----- Supplied text -----

What is going to happen?  Gas demand will steadily and noticeably rise due to electricity generation, industrial use, and finally LNG export.  But the many BCFs these sources will eventually consume will not overwhelm production capacity, even at very low prices.  The dreams of $5 gas are very very far off.  Another expected outcome is a reduction in price volatility based on low gas inventory.  If anything, the volatility will come when demand evaporates (unseasonable weather for example), and there is nowhere to put the produced gas.  A few of these events seem inevitable.  

Monday, September 2, 2013

Eagle Ford Natural Gas Production

Texas currently produces almost 30% of the nation's marketed natural gas, about 20 BCFD.  The state's overall output has been relatively steady for the last three years, though activity has fluctuated substantially from basin to basin.  The Barnett and Haynesville have been in noticeable decline.

The Eagle Ford is one area where production has been growing quickly.  But rigs have been steadily moving from the dry to the wet side of the play.  Transportation constraints are a factor as well, and gas has a harder time getting out of the basin.  Here is what the Texas RRC reports for gross production by month from the major counties in the play.  Note that Liquids = Crude and Condensate, not NGLs.  NGLs are still in the gas stream at the well head:

90% of the natural gas is produced in 7 counties, with Webb producing the lion's share.  At May 2013, here is the relative contribution:

Gas production from the EF will look as though it is growing year-over-year at the end of 2013, but the slope is currently negative, and gas rig counts are down to a meager 37 (up from a 3 year low of 23):

The drilling results from the wetter regions have wide ranging GORs, but the coveted acreage can produce over 90% liquids, so it is unclear whether associated gas will make a major contribution going forward.

-----

● **Written exercise 1**
Answer these questions from the natural gas text:
(a) What share of the nation's marketed natural gas does Texas currently produce?
(b) Which county produces the largest share of the natural gas in the Eagle Ford?
(c) What is the current gas rig count, and what was its three-year low?
● **Written exercise 2**
Reproduce the natural gas text from "Eagle Ford Natural" up to and including "in noticeable decline.".

----- Dataset -----

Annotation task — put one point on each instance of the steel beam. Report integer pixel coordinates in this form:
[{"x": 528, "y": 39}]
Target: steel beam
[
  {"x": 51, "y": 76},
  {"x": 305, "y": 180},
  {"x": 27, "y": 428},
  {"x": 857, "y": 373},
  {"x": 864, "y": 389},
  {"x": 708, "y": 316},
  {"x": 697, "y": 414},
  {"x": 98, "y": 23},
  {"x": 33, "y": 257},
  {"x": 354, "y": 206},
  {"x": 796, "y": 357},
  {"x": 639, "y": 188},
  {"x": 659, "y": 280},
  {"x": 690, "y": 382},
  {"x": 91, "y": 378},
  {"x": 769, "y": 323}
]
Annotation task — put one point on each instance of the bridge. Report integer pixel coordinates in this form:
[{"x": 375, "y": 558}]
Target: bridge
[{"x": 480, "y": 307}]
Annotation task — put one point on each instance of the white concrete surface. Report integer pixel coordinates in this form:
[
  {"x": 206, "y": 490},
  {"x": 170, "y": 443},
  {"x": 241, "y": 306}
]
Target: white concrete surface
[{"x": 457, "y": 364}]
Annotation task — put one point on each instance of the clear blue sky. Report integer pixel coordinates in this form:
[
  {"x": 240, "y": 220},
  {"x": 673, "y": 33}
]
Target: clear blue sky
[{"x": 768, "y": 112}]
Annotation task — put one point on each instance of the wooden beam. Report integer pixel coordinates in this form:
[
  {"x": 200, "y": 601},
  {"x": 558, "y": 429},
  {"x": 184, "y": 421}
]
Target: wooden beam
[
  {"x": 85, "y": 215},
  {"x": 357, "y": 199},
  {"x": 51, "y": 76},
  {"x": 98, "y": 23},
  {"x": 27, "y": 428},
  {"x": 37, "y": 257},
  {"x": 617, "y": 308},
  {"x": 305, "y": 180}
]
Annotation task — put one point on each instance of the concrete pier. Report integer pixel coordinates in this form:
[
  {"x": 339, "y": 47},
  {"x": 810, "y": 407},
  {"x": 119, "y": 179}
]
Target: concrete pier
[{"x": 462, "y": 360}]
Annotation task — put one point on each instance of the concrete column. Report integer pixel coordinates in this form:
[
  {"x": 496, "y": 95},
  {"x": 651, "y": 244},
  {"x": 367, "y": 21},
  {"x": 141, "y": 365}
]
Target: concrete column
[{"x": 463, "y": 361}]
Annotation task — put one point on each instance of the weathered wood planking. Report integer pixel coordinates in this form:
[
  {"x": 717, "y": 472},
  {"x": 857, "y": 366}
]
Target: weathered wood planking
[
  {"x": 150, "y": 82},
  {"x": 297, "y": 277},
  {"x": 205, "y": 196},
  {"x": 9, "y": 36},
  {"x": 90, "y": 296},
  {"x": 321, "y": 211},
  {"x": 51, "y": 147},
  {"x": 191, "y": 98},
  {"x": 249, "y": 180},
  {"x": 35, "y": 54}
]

-----
----- Dataset -----

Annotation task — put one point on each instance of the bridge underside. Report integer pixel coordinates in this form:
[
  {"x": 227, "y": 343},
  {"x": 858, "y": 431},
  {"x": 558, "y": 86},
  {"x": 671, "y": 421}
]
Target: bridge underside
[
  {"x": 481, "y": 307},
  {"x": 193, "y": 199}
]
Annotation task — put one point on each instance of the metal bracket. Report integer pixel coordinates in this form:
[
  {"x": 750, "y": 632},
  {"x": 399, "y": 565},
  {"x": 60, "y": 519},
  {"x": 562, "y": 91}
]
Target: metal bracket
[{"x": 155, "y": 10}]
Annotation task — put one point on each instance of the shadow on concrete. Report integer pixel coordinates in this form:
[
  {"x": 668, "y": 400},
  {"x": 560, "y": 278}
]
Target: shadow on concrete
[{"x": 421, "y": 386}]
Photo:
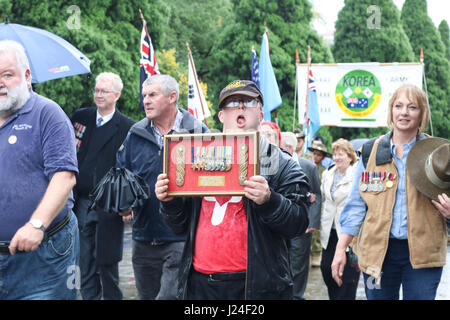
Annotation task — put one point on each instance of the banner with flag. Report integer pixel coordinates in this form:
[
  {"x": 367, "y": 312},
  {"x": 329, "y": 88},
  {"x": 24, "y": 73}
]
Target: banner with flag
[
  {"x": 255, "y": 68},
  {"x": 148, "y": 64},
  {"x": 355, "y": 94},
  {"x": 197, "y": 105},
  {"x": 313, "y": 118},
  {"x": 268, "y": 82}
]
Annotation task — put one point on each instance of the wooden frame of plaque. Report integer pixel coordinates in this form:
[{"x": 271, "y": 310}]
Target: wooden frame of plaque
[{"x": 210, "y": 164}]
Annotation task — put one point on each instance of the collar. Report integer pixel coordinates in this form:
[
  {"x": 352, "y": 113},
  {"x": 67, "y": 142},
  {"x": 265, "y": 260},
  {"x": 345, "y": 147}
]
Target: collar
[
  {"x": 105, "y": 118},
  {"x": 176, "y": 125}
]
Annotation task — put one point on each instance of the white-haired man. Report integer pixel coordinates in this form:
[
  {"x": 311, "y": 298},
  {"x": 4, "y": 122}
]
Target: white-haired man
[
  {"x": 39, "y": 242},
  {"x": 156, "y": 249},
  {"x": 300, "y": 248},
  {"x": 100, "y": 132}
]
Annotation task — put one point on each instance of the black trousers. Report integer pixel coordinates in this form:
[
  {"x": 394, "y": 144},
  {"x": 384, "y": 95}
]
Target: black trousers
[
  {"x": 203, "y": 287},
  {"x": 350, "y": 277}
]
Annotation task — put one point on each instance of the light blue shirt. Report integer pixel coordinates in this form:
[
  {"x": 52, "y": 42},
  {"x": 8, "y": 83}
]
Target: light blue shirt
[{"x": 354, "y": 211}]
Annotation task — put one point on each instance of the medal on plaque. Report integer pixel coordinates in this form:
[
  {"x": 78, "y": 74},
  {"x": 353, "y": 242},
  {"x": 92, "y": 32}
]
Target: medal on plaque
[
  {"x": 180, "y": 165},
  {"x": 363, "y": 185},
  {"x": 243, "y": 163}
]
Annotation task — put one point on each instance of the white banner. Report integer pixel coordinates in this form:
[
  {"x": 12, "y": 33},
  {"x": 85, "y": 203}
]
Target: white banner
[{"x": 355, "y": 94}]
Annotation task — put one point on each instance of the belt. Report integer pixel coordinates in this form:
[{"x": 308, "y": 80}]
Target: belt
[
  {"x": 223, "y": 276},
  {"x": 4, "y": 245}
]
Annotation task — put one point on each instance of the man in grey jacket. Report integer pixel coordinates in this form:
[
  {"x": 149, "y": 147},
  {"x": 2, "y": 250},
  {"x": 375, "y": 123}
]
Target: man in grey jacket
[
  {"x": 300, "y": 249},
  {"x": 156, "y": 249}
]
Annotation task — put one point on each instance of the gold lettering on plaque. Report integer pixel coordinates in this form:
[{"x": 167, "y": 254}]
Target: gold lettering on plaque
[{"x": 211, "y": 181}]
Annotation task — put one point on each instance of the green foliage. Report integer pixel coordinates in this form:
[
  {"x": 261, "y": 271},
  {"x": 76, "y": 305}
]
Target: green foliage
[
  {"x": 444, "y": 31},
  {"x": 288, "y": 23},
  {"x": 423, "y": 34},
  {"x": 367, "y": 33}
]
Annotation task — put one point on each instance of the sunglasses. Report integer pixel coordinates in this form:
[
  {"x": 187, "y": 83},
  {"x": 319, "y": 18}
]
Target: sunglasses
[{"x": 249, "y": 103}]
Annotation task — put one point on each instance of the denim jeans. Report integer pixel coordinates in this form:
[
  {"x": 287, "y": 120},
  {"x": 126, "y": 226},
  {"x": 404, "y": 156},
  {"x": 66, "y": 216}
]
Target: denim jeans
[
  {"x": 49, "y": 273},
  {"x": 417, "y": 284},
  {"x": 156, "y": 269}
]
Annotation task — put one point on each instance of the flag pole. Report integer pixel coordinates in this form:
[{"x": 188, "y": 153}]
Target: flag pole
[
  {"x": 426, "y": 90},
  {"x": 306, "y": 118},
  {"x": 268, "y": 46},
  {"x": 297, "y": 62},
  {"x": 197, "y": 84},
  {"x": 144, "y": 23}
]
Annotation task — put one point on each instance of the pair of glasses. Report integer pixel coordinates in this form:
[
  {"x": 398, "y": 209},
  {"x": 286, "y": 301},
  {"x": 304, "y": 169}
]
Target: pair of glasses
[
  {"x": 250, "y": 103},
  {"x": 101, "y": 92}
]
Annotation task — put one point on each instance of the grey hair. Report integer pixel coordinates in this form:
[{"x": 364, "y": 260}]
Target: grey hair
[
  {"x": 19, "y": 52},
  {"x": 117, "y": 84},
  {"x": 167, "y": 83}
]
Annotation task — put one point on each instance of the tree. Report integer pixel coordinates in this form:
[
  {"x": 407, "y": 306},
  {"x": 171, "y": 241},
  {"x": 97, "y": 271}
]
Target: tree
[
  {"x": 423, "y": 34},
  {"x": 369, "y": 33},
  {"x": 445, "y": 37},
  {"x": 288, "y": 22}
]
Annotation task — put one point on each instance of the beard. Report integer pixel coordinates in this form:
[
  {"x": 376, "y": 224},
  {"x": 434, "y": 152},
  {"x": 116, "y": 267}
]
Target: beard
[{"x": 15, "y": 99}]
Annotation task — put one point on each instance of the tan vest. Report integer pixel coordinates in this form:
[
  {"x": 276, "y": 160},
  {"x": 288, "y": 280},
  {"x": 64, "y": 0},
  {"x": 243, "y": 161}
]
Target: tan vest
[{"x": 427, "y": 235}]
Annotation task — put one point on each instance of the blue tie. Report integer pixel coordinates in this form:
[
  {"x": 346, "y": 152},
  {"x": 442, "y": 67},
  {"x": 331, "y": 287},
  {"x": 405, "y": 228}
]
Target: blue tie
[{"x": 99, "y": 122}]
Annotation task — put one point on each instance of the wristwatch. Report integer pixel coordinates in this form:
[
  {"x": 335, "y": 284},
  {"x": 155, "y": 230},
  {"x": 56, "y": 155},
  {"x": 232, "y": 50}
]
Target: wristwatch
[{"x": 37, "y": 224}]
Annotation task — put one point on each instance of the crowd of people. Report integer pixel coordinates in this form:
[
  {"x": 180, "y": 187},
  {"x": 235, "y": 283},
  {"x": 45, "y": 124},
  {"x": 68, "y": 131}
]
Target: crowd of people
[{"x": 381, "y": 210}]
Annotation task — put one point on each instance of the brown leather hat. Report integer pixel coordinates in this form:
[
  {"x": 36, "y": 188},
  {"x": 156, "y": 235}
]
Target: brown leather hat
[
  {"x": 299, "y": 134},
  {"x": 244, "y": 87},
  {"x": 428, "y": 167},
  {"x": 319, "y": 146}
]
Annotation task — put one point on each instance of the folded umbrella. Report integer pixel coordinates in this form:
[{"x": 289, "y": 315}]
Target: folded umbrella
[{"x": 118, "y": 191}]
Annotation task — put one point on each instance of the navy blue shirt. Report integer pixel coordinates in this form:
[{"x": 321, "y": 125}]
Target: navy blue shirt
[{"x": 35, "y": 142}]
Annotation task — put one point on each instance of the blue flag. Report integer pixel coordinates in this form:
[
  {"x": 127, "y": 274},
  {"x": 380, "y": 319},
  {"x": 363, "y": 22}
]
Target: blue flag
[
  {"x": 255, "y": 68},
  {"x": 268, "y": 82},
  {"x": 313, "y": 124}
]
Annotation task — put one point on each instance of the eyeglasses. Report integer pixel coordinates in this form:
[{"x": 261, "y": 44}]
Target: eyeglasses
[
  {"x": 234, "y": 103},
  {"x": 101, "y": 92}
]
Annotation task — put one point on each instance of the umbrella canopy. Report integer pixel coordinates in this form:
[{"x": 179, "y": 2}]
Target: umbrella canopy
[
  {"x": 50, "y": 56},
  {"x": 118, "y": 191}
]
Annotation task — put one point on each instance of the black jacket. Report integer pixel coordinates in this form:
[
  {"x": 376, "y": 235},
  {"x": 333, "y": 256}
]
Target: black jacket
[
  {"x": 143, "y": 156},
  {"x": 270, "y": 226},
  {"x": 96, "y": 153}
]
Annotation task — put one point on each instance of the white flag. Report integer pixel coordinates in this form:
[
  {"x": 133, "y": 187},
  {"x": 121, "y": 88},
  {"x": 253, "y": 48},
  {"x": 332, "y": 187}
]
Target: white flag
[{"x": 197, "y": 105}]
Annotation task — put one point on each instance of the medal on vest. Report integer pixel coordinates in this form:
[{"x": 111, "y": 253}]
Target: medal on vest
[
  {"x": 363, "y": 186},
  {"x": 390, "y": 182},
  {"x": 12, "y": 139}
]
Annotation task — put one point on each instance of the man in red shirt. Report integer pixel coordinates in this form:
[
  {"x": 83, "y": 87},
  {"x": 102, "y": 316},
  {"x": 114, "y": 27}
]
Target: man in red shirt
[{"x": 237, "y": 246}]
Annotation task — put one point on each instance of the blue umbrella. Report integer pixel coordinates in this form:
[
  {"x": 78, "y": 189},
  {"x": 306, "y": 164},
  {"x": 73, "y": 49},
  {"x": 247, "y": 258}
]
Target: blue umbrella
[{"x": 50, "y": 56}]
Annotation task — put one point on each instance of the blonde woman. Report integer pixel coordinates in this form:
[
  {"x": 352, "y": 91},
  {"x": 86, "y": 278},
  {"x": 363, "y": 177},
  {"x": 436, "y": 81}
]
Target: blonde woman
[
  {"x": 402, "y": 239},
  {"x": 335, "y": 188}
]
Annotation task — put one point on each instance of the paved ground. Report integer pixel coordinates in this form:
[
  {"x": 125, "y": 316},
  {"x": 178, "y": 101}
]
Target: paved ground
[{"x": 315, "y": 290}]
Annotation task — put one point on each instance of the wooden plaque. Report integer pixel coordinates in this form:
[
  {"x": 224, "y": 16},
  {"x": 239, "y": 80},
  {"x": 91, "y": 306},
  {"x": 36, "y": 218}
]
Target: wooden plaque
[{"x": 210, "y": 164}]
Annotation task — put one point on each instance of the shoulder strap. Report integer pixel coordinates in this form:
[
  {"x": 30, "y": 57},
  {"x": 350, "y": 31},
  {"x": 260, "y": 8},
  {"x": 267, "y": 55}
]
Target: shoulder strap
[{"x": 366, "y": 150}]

-----

● **Correct answer 1**
(a) Almost 30%, about 20 BCFD.
(b) Webb.
(c) 37, up from a three-year low of 23.

● **Correct answer 2**
Eagle Ford Natural Gas Production

Texas currently produces almost 30% of the nation's marketed natural gas, about 20 BCFD.  The state's overall output has been relatively steady for the last three years, though activity has fluctuated substantially from basin to basin.  The Barnett and Haynesville have been in noticeable decline.